Given request: Please report every line in the listing below that contains the string "necklace", treating uppercase and lowercase as different.

Data listing:
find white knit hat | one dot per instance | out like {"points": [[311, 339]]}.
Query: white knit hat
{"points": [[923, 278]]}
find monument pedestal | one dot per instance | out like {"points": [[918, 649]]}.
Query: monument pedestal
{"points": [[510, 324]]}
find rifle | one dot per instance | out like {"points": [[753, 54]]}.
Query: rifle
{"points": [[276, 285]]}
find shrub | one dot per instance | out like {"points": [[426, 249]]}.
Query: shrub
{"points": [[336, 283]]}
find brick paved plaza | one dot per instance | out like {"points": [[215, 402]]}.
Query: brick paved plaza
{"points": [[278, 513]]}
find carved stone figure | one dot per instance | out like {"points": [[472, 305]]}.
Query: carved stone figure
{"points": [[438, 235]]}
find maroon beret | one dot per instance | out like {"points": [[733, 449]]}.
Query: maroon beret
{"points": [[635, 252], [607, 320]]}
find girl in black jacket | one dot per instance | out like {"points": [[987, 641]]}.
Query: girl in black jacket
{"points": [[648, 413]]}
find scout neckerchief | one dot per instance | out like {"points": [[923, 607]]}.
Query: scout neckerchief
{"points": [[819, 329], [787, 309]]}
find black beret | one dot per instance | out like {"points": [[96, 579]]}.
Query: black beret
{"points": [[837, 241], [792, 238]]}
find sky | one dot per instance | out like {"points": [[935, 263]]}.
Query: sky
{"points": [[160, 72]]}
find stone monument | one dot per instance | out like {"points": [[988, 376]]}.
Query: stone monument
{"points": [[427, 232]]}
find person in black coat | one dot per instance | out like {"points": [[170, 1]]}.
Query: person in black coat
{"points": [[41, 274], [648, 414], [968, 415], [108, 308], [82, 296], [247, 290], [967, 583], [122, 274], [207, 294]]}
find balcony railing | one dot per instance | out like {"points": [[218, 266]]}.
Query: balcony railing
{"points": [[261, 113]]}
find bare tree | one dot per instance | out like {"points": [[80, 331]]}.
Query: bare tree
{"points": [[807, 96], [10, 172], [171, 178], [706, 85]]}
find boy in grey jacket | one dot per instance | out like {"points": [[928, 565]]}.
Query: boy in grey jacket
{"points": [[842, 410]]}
--
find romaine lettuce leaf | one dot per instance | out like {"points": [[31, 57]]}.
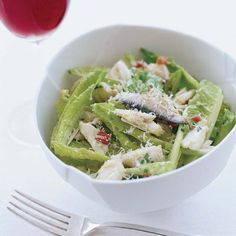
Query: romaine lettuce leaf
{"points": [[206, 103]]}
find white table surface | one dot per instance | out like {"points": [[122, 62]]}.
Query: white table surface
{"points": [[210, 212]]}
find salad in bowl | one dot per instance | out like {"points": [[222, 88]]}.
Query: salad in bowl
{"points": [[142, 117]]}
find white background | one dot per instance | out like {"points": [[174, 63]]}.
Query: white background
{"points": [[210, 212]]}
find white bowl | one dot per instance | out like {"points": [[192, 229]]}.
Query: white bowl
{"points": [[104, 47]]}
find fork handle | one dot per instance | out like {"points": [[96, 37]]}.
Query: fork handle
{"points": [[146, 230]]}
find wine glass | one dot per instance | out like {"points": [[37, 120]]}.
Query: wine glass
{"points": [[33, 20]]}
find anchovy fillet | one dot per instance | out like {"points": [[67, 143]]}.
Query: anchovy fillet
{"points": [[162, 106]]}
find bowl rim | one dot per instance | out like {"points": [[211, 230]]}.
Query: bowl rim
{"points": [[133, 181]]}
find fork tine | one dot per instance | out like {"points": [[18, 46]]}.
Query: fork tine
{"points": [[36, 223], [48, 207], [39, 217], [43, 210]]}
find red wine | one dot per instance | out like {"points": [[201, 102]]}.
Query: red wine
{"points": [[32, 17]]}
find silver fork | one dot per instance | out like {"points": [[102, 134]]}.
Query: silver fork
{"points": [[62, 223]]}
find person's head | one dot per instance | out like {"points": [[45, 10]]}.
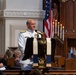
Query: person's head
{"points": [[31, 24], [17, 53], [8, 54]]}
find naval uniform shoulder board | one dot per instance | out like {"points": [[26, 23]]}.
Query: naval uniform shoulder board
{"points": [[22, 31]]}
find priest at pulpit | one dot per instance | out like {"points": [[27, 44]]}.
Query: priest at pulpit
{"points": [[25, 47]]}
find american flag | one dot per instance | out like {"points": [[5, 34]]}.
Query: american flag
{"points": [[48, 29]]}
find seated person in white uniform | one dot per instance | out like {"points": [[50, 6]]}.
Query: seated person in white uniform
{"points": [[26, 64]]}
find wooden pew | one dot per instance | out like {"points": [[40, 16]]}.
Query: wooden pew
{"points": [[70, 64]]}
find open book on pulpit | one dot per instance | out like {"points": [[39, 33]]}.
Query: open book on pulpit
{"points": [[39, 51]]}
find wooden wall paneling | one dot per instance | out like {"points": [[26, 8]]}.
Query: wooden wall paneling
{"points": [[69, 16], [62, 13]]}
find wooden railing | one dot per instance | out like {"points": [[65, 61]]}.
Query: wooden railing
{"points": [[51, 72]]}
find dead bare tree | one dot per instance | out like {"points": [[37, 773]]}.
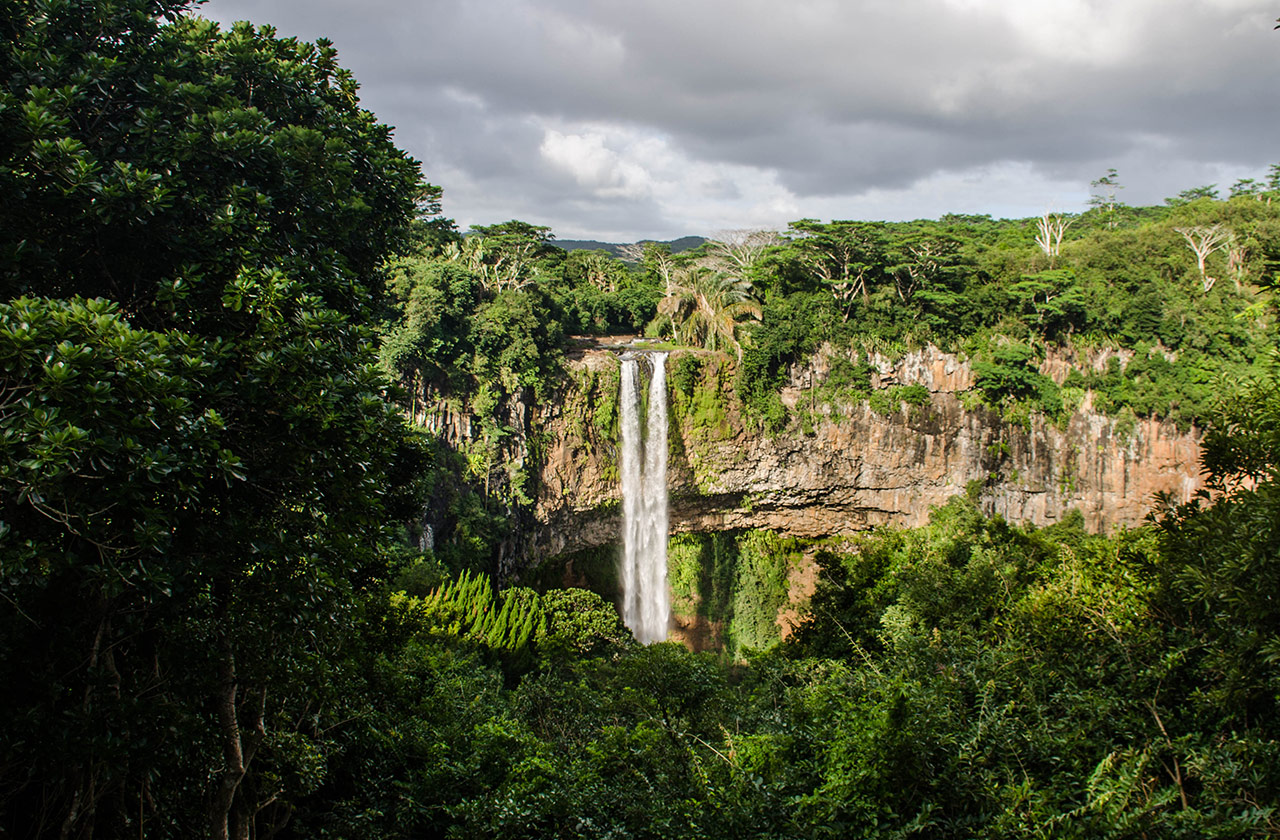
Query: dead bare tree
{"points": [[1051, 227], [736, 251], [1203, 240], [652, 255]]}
---
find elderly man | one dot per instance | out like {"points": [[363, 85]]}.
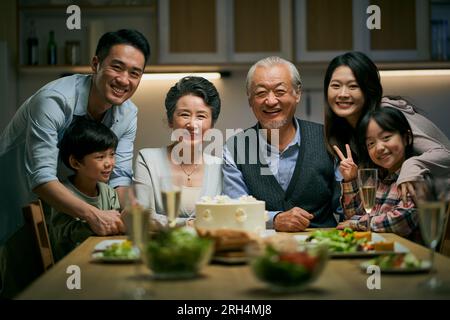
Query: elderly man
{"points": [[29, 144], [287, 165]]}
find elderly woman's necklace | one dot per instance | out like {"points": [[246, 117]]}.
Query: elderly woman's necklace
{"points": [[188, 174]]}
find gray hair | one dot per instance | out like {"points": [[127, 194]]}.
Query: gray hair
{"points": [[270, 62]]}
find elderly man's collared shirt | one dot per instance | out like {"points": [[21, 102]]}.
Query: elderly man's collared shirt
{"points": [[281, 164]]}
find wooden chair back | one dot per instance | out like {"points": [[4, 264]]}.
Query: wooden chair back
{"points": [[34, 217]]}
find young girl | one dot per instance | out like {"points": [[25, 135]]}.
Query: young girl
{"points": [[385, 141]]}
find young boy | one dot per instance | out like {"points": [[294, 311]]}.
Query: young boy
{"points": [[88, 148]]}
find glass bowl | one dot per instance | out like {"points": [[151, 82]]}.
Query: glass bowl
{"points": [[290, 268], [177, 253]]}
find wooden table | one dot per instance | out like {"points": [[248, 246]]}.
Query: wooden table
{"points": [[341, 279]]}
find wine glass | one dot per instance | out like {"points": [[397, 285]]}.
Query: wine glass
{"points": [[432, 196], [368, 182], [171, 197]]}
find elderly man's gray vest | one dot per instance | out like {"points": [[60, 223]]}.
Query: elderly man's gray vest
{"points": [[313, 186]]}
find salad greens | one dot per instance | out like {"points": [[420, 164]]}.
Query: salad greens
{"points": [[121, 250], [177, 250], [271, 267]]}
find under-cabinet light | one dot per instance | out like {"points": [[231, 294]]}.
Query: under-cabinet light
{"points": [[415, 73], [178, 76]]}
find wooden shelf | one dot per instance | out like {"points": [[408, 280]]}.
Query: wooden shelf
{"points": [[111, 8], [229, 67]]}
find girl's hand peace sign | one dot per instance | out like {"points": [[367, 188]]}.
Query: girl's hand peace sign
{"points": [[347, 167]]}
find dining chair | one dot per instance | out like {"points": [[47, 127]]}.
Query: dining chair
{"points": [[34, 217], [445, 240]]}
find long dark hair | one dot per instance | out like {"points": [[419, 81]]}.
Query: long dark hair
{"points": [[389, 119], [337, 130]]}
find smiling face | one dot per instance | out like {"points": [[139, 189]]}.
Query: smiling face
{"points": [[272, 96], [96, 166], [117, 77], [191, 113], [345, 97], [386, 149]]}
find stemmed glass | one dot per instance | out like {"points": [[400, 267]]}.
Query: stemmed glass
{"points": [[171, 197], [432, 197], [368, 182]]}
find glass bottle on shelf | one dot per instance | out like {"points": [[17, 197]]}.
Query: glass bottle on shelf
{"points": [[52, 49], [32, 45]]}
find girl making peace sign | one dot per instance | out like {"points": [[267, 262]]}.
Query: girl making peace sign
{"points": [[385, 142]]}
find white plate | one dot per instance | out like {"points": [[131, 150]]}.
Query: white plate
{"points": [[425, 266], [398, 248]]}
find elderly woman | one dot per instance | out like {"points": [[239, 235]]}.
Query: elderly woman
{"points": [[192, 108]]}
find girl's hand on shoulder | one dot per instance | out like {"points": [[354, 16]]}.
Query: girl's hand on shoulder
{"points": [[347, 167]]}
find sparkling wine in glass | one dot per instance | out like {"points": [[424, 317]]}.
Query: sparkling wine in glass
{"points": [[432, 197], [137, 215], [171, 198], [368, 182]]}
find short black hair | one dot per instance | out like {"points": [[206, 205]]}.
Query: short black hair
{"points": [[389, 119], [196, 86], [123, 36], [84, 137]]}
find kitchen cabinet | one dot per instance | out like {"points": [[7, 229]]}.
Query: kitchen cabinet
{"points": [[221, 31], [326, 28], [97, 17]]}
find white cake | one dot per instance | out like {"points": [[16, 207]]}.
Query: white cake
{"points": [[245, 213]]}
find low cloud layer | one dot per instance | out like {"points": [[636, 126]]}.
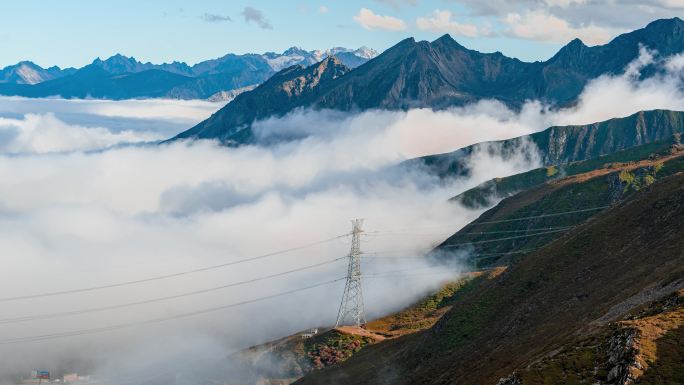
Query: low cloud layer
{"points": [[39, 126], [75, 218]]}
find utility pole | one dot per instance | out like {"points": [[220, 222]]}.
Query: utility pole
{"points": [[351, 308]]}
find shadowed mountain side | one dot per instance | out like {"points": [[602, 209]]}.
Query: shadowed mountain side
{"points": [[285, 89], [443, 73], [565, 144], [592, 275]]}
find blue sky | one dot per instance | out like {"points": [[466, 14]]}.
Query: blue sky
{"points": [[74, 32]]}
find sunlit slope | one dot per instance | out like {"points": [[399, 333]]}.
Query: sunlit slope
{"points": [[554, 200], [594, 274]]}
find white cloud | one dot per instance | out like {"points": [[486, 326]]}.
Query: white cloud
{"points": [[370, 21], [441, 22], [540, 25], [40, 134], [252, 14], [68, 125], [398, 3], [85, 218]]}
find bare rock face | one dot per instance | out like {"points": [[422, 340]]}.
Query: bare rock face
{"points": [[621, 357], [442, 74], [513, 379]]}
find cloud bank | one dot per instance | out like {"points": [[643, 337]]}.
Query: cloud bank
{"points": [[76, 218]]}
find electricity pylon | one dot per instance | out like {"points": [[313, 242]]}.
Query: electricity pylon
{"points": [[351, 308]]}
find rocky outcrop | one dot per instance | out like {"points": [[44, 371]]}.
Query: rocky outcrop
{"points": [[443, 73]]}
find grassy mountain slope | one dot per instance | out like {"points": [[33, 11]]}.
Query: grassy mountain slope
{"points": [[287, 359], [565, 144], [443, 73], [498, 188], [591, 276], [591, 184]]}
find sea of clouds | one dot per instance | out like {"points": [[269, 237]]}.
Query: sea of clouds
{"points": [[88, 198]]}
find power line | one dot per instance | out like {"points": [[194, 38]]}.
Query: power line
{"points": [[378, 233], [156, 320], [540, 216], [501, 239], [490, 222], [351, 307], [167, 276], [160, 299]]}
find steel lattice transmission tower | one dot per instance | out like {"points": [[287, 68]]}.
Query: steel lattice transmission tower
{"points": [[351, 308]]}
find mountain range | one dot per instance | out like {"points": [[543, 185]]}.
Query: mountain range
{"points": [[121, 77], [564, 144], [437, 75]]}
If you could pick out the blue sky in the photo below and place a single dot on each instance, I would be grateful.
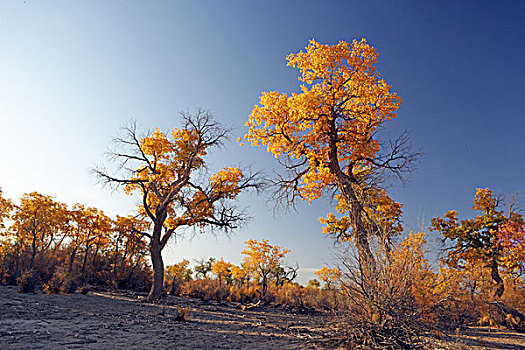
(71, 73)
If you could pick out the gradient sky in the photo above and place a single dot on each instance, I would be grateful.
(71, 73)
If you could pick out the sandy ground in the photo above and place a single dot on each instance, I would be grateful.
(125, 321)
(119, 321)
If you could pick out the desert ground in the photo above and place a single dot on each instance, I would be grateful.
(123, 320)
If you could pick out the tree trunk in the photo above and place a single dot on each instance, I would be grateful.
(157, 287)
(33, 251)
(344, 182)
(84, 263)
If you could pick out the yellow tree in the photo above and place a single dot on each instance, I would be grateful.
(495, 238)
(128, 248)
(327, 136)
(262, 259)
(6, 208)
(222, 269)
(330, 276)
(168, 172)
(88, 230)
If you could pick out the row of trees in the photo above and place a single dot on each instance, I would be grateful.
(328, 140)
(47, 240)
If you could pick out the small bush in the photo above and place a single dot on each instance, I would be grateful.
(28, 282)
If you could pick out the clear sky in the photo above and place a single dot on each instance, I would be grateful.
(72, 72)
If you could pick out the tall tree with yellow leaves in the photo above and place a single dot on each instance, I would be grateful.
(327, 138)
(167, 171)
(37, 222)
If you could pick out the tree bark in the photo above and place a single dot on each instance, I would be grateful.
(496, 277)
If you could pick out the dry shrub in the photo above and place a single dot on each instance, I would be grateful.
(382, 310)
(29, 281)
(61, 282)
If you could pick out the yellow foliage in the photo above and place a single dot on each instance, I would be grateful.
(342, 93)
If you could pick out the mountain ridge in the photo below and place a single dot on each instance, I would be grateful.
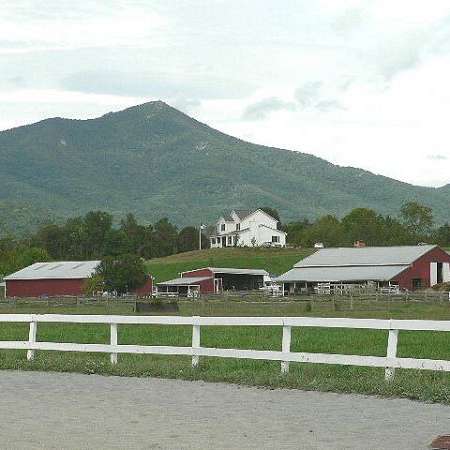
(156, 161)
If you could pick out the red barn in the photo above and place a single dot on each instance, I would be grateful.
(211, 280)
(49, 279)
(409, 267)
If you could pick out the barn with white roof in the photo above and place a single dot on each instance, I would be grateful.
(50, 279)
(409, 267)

Solved problem:
find elderly woman's necklace | one dot per instance | out like {"points": [[246, 117]]}.
Query: elderly woman's necklace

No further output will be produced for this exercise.